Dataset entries
++++

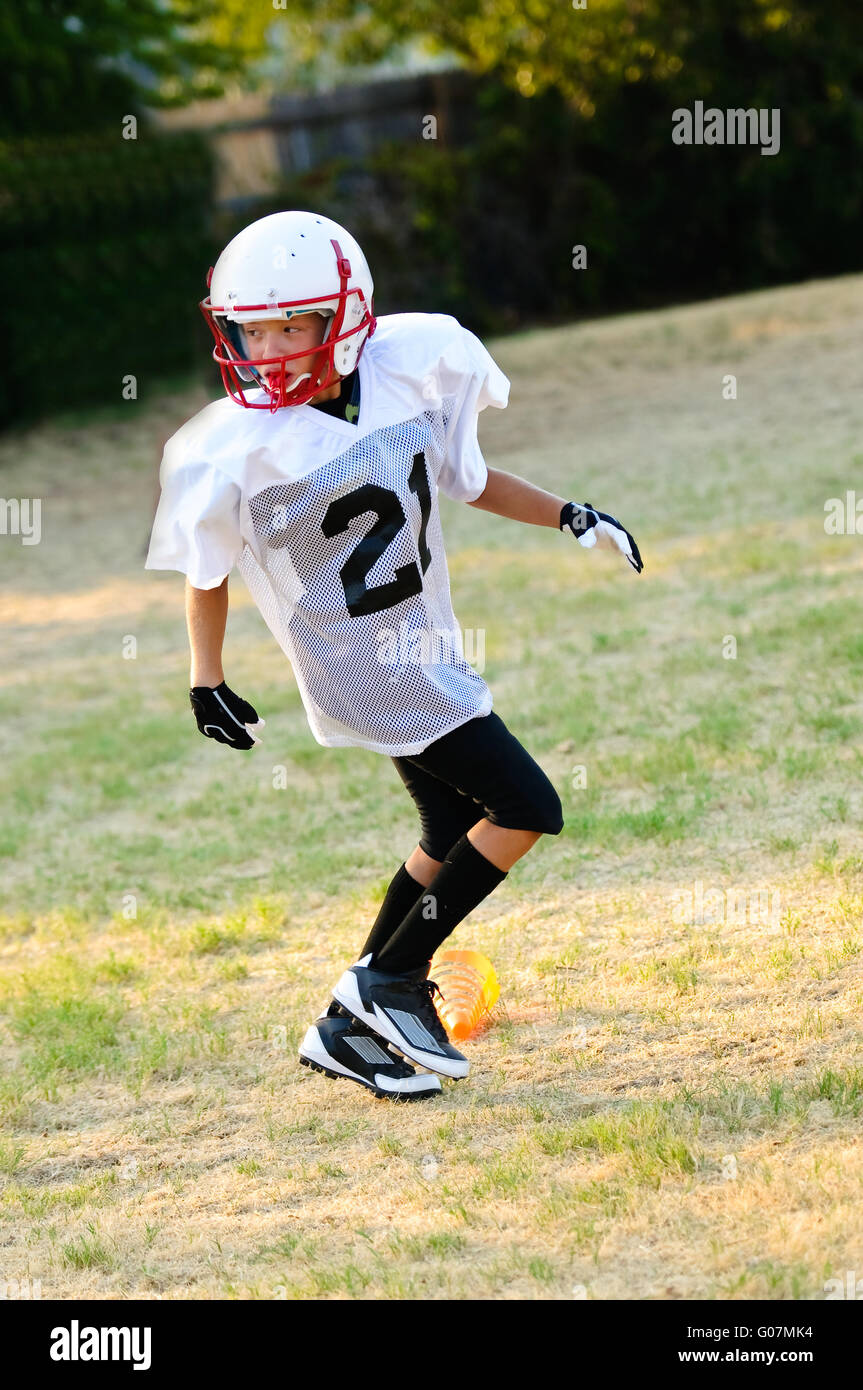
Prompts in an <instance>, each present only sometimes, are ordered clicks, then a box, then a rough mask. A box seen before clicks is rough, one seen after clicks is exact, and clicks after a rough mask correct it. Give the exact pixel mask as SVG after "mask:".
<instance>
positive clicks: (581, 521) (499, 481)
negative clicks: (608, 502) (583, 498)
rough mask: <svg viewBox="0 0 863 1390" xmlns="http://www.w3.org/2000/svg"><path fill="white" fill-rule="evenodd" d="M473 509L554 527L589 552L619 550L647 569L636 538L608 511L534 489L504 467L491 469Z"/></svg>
mask: <svg viewBox="0 0 863 1390" xmlns="http://www.w3.org/2000/svg"><path fill="white" fill-rule="evenodd" d="M470 506H472V507H481V509H482V510H484V512H495V513H496V514H498V516H500V517H510V518H511V520H513V521H527V523H529V524H532V525H553V527H556V528H557V530H559V531H571V532H573V535H574V537H575V538H577V539H578V542H580V543H581V545H582V546H584V548H585V550H591V549H593V546H598V548H599V549H600V550H617V552H618V553H620V555H623V556H625V559H627V560H628V562H630V564H631V566H632V569H634V570H635V573H636V574H641V571H642V570H643V564H642V559H641V555H639V553H638V546H636V543H635V539H634V537H631V535H630V532H628V531H627V530H625V527H623V525H621V524H620V521H617V520H616V518H614V517H611V516H609V514H607V513H606V512H596V509H595V507H592V506H591V503H589V502H585V503H584V505H582V503H580V502H567V500H566V498H559V496H556V495H554V493H553V492H546V491H545V489H543V488H536V486H534V484H532V482H528V481H527V478H518V477H516V474H514V473H504V471H503V470H502V468H489V470H488V482H486V485H485V488H484V491H482V492H481V493H479V496H478V498H475V499H474V500H472V502H471V503H470Z"/></svg>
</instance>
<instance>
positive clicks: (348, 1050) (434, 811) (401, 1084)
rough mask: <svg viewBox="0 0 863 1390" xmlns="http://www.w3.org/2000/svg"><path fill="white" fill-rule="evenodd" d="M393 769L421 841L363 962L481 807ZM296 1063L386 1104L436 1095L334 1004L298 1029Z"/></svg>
mask: <svg viewBox="0 0 863 1390" xmlns="http://www.w3.org/2000/svg"><path fill="white" fill-rule="evenodd" d="M393 762H396V759H393ZM396 766H397V769H399V771H400V774H402V778H403V781H404V783H406V785H407V787H409V791H410V792H411V796H413V798H414V802H416V805H417V809H418V810H420V820H421V826H422V840H421V844H420V845H417V848H416V849H414V851H413V852H411V855H409V858H407V860H406V862H404V863H403V865H402V866H400V867H399V869H397V870H396V874H395V877H393V880H392V883H391V884H389V887H388V890H386V894H385V898H384V902H382V905H381V908H379V912H378V916H377V919H375V923H374V926H372V929H371V933H370V935H368V940H367V942H365V947H364V948H363V952H361V955H360V959H363V956H364V955H368V956H370V958H371V952H372V951H375V949H378V947H379V945H382V944H384V942H385V941H386V940H388V937H389V935H391V934H392V933H393V931H395V930H396V927H397V926H399V924H400V923H402V920H403V919H404V916H406V915H407V912H409V910H410V908H411V906H413V905H414V902H416V901H417V899H418V898H420V897H421V895H422V894H424V892H425V884H428V883H429V881H431V880H432V878H434V876H435V874H436V873H438V870H439V867H441V865H442V860H443V856H445V853H446V851H447V849H449V847H450V845H452V844H453V842H454V841H456V840H457V838H459V837H460V835H461V834H463V831H464V828H466V827H470V826H472V824H474V823H475V821H477V816H478V813H479V810H481V808H479V806H478V805H477V802H475V801H472V798H470V796H464V795H461V794H460V792H457V791H454V788H452V787H449V785H446V784H445V783H442V781H439V780H438V778H432V777H431V776H429V774H427V773H422V771H421V770H420V769H410V767H409V766H407V765H404V766H399V763H397V762H396ZM422 845H425V847H427V849H428V851H429V852H427V849H424V848H422ZM435 855H438V856H439V858H435ZM414 876H416V877H414ZM453 1052H454V1049H453ZM456 1055H457V1056H459V1058H460V1056H461V1054H456ZM300 1062H302V1063H303V1065H304V1066H311V1068H314V1070H317V1072H322V1073H324V1076H328V1077H331V1079H334V1080H339V1079H342V1077H346V1079H349V1080H352V1081H357V1083H359V1084H361V1086H365V1087H367V1088H368V1090H371V1091H372V1093H374V1094H375V1095H378V1097H388V1098H391V1099H421V1098H427V1097H431V1095H435V1094H439V1093H441V1081H439V1080H438V1077H436V1076H429V1074H427V1073H420V1072H416V1070H414V1068H413V1066H411V1065H410V1063H409V1062H407V1061H406V1059H403V1058H402V1056H400V1055H396V1054H393V1051H392V1049H391V1045H389V1044H388V1041H386V1040H385V1038H381V1037H379V1036H375V1033H374V1031H372V1030H371V1029H370V1027H368V1026H367V1024H365V1023H363V1022H361V1020H359V1019H353V1017H352V1016H350V1013H349V1012H347V1011H346V1009H343V1008H342V1005H340V1004H338V1002H336V1001H335V999H334V1001H332V1004H331V1005H329V1008H328V1009H327V1012H325V1013H322V1015H321V1016H320V1017H318V1019H315V1020H314V1023H313V1024H311V1026H310V1027H309V1030H307V1031H306V1037H304V1038H303V1042H302V1044H300Z"/></svg>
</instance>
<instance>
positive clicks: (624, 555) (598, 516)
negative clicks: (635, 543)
mask: <svg viewBox="0 0 863 1390" xmlns="http://www.w3.org/2000/svg"><path fill="white" fill-rule="evenodd" d="M567 527H568V528H570V531H571V532H573V535H574V537H575V538H577V541H578V543H580V545H584V548H585V550H591V549H593V546H598V548H599V549H600V550H618V552H620V553H621V555H624V556H625V557H627V560H628V562H630V564H631V566H632V569H634V570H635V573H636V574H641V571H642V570H643V564H642V559H641V555H639V553H638V546H636V545H635V539H634V538H632V537H631V535H630V532H628V531H627V530H625V527H623V525H621V524H620V521H616V520H614V517H610V516H609V514H607V513H606V512H596V509H595V507H592V506H591V503H589V502H585V503H584V506H582V505H580V503H578V502H567V505H566V506H564V507H561V509H560V530H561V531H566V528H567Z"/></svg>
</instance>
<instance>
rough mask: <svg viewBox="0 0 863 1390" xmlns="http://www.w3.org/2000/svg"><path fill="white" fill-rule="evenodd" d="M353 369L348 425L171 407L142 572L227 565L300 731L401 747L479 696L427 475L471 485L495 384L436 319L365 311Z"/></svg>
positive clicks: (488, 376)
mask: <svg viewBox="0 0 863 1390" xmlns="http://www.w3.org/2000/svg"><path fill="white" fill-rule="evenodd" d="M359 373H360V416H359V421H357V424H350V423H349V421H346V420H340V418H336V417H334V416H329V414H327V413H324V411H321V410H315V407H314V406H309V404H306V406H288V407H283V409H281V410H277V411H275V413H272V414H271V413H270V411H265V410H246V409H245V407H243V406H240V404H238V403H235V402H232V400H231V399H228V398H225V399H222V400H217V402H214V403H213V404H210V406H206V407H204V409H203V410H202V411H200V413H199V414H197V416H195V417H193V418H192V420H189V423H188V424H185V425H183V427H182V430H179V431H178V432H176V434H175V435H174V436H172V438H171V439H170V441H168V443H167V446H165V453H164V459H163V464H161V498H160V503H158V510H157V513H156V520H154V523H153V535H151V539H150V550H149V555H147V560H146V567H147V569H150V570H165V569H170V570H181V571H182V573H183V574H186V575H188V578H189V582H190V584H192V585H193V587H195V588H200V589H210V588H215V587H217V585H220V584H221V582H222V580H224V578H225V575H227V574H229V571H231V570H232V567H233V566H235V564H236V566H238V569H239V570H240V574H242V575H243V578H245V581H246V585H247V587H249V591H250V594H252V596H253V599H254V602H256V603H257V606H258V609H260V612H261V614H263V617H264V620H265V623H267V626H268V627H270V630H271V632H272V635H274V637H275V638H277V641H278V644H279V646H281V648H282V651H283V652H285V655H286V656H288V659H289V660H290V664H292V667H293V673H295V676H296V682H297V687H299V691H300V696H302V699H303V705H304V708H306V714H307V719H309V724H310V727H311V731H313V734H314V737H315V739H317V741H318V744H324V745H328V746H335V745H346V744H350V745H357V746H360V748H370V749H372V751H374V752H379V753H388V755H391V756H410V755H413V753H418V752H421V751H422V749H424V748H427V746H428V744H431V742H434V741H435V739H436V738H441V737H442V735H443V734H447V733H449V731H450V730H453V728H457V727H459V726H460V724H463V723H466V721H467V720H470V719H474V717H477V716H481V714H488V713H489V712H491V709H492V696H491V691H489V688H488V685H486V684H485V681H484V680H482V677H481V676H479V674H478V673H477V671H475V670H472V669H471V666H470V664H468V663H467V660H466V659H464V651H466V648H467V644H463V641H461V634H460V630H459V628H457V626H456V620H454V616H453V609H452V599H450V591H449V573H447V567H446V556H445V553H443V535H442V530H441V516H439V510H438V488H441V489H442V491H443V492H445V493H446V495H447V496H449V498H454V499H457V500H463V502H472V500H474V499H475V498H478V496H479V493H481V492H482V491H484V488H485V484H486V478H488V470H486V466H485V461H484V459H482V453H481V450H479V443H478V439H477V416H478V413H479V411H481V410H484V409H485V406H489V404H491V406H506V403H507V396H509V385H510V384H509V381H507V378H506V377H504V375H503V373H502V371H500V370H499V368H498V366H496V364H495V361H493V360H492V357H491V356H489V353H488V352H486V350H485V347H484V346H482V343H481V342H479V341H478V338H475V336H474V334H471V332H468V329H467V328H463V327H461V325H460V324H459V322H457V320H454V318H452V317H450V316H449V314H389V316H386V317H382V318H379V320H378V327H377V332H375V334H374V335H372V336H371V338H370V339H368V341H367V343H365V347H364V349H363V354H361V357H360V364H359ZM261 396H263V393H261ZM258 399H260V398H258Z"/></svg>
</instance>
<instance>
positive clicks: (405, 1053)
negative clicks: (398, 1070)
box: [332, 955, 470, 1077]
mask: <svg viewBox="0 0 863 1390" xmlns="http://www.w3.org/2000/svg"><path fill="white" fill-rule="evenodd" d="M370 960H371V955H365V956H363V959H361V960H357V963H356V965H352V966H350V969H349V970H346V972H345V974H343V976H342V979H340V980H339V983H338V984H336V987H335V990H334V991H332V995H334V999H336V1001H338V1002H339V1004H340V1005H342V1008H343V1009H347V1012H349V1013H350V1016H352V1017H353V1019H356V1022H357V1023H365V1024H367V1027H370V1029H372V1030H374V1031H375V1033H377V1034H378V1037H379V1038H384V1040H385V1041H386V1042H391V1044H392V1047H395V1048H397V1051H399V1052H402V1054H403V1056H406V1058H409V1061H411V1062H416V1063H417V1066H425V1068H428V1070H429V1072H438V1073H439V1074H441V1076H454V1077H461V1076H467V1073H468V1072H470V1062H468V1061H467V1058H466V1056H464V1055H463V1054H461V1052H459V1051H457V1048H454V1047H453V1045H452V1042H450V1041H449V1037H447V1036H446V1029H445V1027H443V1024H442V1023H441V1019H439V1017H438V1011H436V1009H435V1004H434V997H435V991H436V992H438V994H439V992H441V991H439V990H438V986H436V984H435V983H434V981H432V980H428V979H427V974H428V966H425V969H420V970H414V972H411V973H410V974H388V973H386V972H384V970H372V969H370V966H368V962H370Z"/></svg>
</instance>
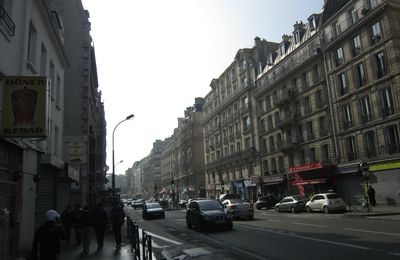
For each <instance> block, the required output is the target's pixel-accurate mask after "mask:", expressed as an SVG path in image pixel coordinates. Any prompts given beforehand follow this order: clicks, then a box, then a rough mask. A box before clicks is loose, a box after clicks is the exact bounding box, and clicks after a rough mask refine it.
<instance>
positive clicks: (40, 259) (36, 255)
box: [32, 210, 67, 260]
mask: <svg viewBox="0 0 400 260" xmlns="http://www.w3.org/2000/svg"><path fill="white" fill-rule="evenodd" d="M61 239H62V240H66V239H67V234H66V233H65V230H64V228H63V226H62V223H61V219H60V215H59V214H58V213H57V211H55V210H49V211H47V212H46V222H45V223H44V224H42V225H41V226H40V227H39V228H38V229H37V230H36V231H35V236H34V239H33V243H32V259H33V260H38V259H40V260H56V259H59V255H60V241H61ZM38 252H39V257H38Z"/></svg>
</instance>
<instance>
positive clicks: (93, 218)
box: [93, 202, 107, 251]
mask: <svg viewBox="0 0 400 260" xmlns="http://www.w3.org/2000/svg"><path fill="white" fill-rule="evenodd" d="M106 227H107V212H106V211H105V210H104V208H103V204H102V203H101V202H100V203H99V204H97V208H96V209H95V210H94V213H93V228H94V232H95V233H96V240H97V251H100V250H101V249H103V242H104V231H105V229H106Z"/></svg>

++++

YOUR GOAL: How many lines of the data above contain the string "after"? Reply with the number only.

RESPONSE TO THIS TASK: 2